■ Provided records
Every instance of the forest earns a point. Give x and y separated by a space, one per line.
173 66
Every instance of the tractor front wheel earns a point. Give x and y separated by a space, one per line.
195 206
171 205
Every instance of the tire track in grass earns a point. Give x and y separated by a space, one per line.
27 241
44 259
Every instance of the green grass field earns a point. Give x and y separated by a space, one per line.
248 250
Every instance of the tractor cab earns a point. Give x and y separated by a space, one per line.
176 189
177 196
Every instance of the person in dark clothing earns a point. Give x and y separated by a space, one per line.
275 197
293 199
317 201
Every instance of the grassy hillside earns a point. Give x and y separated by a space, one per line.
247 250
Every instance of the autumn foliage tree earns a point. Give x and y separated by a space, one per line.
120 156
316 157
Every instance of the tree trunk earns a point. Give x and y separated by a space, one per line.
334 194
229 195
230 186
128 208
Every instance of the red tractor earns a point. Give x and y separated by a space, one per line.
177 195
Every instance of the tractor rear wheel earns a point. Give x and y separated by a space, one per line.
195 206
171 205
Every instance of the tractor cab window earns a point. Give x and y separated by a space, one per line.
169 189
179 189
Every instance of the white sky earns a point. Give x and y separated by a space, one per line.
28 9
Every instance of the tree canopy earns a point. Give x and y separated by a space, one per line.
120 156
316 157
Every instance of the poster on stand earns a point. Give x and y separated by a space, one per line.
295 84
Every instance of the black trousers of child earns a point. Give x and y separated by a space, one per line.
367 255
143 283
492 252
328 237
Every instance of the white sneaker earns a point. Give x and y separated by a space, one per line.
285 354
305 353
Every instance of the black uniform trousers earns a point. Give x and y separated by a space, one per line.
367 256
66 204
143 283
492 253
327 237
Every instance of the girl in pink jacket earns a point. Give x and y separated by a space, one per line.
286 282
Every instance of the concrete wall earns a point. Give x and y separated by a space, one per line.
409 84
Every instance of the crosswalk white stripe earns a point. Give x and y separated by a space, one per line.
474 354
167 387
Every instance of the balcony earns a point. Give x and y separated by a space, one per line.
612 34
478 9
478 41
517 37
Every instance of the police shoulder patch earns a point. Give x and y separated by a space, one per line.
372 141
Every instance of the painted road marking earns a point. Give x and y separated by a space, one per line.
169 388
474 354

■ Directive
Retype every record above exactly as written.

■ Output of the task
Every instance of the forest earns a point. Give x and y separated by a space, one per line.
173 66
Every instance of the tractor front wheel earns a point. Give x and y separated by a space, one per line.
195 206
171 205
Every instance of the tire track in grass earns a point. Give x and y separated by a space, one per line.
27 241
44 259
Every instance of the green grass field earns a point. Give x and y separated by a space, one per line.
248 250
Every instance of the tractor cab earns a point. Give x and y separated by a space, one per line.
176 189
177 196
Every instance of the person in dark clothing earns a point. Give x and y separated by a space, one per line.
275 197
293 199
317 201
Every instance of the grassy hillside earns a point. Give x and y separated by a space, one per line.
247 250
Every instance of the autumn foliage tree earns a point. Give x and y separated by a space, one per line.
120 156
316 157
Every instance of the tree trunk earns a point. Give x and y separated by a space, one per line.
334 194
229 195
230 186
128 208
Every instance of the red tractor earns a point. Give x and y separated by a space, one per line.
177 195
Every instance of the tractor rear wheel earns a point. Give x and y separated by a space, one per line.
195 206
171 205
Every instance of the tractor cab window earns a point. Give x and y separated by a space, one per line.
169 189
179 189
Every instance of the white sky earns a point. Give x and y separated by a space, one per line.
28 9
Every instance of the tree canopy earns a point. Give x and y separated by a space, one per line.
120 156
316 157
Every instance of the poster on stand earns a point. Give x and y separated by a space, one per line.
295 84
Every instance of the black trousers of child earns a point. Give x and y separated by a space, one per line.
367 255
143 283
492 252
328 237
Every instance of the white sneaker earns a point. Give x and y separated by a space, one per line.
285 354
305 353
Every instance of the black uniform trousers earns a point. Give x and y separated by a space, one per line.
367 256
66 204
143 283
492 253
327 237
Every instance of the girl in pink jacket earns a point. Give x and y separated by a space, one per line.
286 282
Every instance of the concrete wall earns a point. Give x and y separated by a space, one per line.
409 84
Every instance of the crosswalk white stripe earns a point. Give x and y separated by a space, one per line.
474 354
167 387
Every instance of the balcony earns a point. Give x and y separated by a space, one per line.
612 34
478 9
478 41
517 37
Every instance of the police shoulder patch earns a point. Give x and y separated by a space, one per line.
372 141
Every instance of the painted road marking earns a point. Give x and y separated by a space, one per line.
169 388
474 354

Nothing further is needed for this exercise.